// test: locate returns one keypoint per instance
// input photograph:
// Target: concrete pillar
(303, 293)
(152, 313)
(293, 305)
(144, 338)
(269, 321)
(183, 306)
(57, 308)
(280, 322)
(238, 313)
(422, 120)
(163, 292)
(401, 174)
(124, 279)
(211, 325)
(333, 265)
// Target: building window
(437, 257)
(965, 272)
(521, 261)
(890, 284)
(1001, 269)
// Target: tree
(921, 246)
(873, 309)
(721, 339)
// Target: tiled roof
────────────────
### Goal
Reproduce every line of the records above, including the requests, and raise each coordinate value in the answers by 58.

### Result
// test: locate returns one keypoint per instance
// input photograph:
// Target: concrete pillar
(361, 351)
(210, 371)
(351, 363)
(202, 396)
(327, 379)
(241, 364)
(115, 366)
(338, 380)
(296, 371)
(480, 178)
(221, 350)
(459, 232)
(182, 337)
(269, 383)
(391, 323)
// Target: building window
(495, 315)
(1023, 330)
(579, 319)
(948, 342)
(1059, 327)
// Target: tree
(979, 304)
(931, 367)
(779, 397)
// Target: tiled roof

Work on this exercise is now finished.